ESERCIZIO SCRITTO A
Ricopia parola per parola tutte le righe fornite dopo il testo sulla Biblioteca Olivetti.

Nel 1958 Luciano Codignola23 subentra a Pampaloni, ampliando le attività della biblioteca proponendo nuovi cicli di conferenze, corsi di cultura popolare e anche iniziative che diventeranno fondamentali per gli anni a venire, come la proiezione di film, fiction, documentari e l’allestimento di mostre d’arte.
Figura 3 – Biblioteca Olivetti, dati statistici
Nel 1948 Adriano Olivetti fonda il Movimento di comunità24 con il sostegno degli amici Giuseppe Ravero e Giovanni Cairola. Un anno più tardi il movimento inaugura la sede di Ivrea e altre nei piccoli centri del Canavese. Adriano usa il suo territorio come campo di sperimentazione per testare la missione del movimento:
il nuovo organismo doveva essere ad un tempo una protesta e una testimonianza atta a dimostrare che è possibile dar vita ad un nuovo sistema capace di dar finalmente libertà e benessere a tutti gli italiani, di interpretare le più profonde naturali, umane ispirazioni del nostro popolo25.
In questo contesto i Centri comunitari sono delle ‘cellule democratiche’, luoghi dove la popolazione locale può liberamente organizzare attività culturali, di formazione ed educazione. Il ventaglio delle iniziative è in realtà molto più ampio e comprende corsi professionali (taglio cucito, steno-dattilografia), proiezioni di filmati e dibattiti su temi a richiesta tenuti da esperti.
L’attività culturale è, dunque, l’obiettivo primario dei Centri e la biblioteca gioca un ruolo fondamentale:
il primo piano del lavoro sociale intrapreso dai Centri comunitari fu l’istituzione di biblioteche e la notevole circolazione di riviste tecniche e culturale26.

RIGHE FORNITE
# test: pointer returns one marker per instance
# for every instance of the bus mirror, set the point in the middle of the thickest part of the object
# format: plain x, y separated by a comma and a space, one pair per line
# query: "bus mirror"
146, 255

ESERCIZIO SCRITTO B
Riprendi il testo sulla Biblioteca Olivetti e prosegui dall'ultima frase riportata.

RISPOSTA ATTESA A
# test: pointer returns one marker per instance
# for every instance of the bus mirror, set the point in the middle of the thickest part of the object
# format: plain x, y separated by a comma and a space, one pair per line
# query: "bus mirror"
146, 255

RISPOSTA ATTESA B
In seguito Adriano affida a Giancarlo Buzzi27 il compito di organizzare le 51 biblioteche dei centri dei paesi attorno a Ivrea, alle quali si aggiungono alcune biblioteche specializzate per i ragazzi e una biblioteca centrale di consultazione che si trova nella sede del Movimento di comunità di Ivrea. Ogni centro ha a disposizione una dotazione di volumi che varia tra i 50 e i 130, a seconda del numero di abitanti. Il totale è di circa 3.600 libri che le biblioteche si scambiano essendo biblioteche circolanti28.
Al termine del suo operato, Buzzi afferma:
proprio qui in Canavese si sta ora compiendo un esperimento su larga scala. In non facili condizioni, tra operai e contadini, certo fecondo di scoperte e di indirizzi importanti nel campo della cultura popolare e ancor più della formazione civile del popolo. Arriveremo presto alla condizione che ci proponiamo come meta? Ad una rete di biblioteche funzionali, cioè amiche di un pubblico considerevole; ambienti dove nei villaggi ci si raccolga senza più diffidenza29.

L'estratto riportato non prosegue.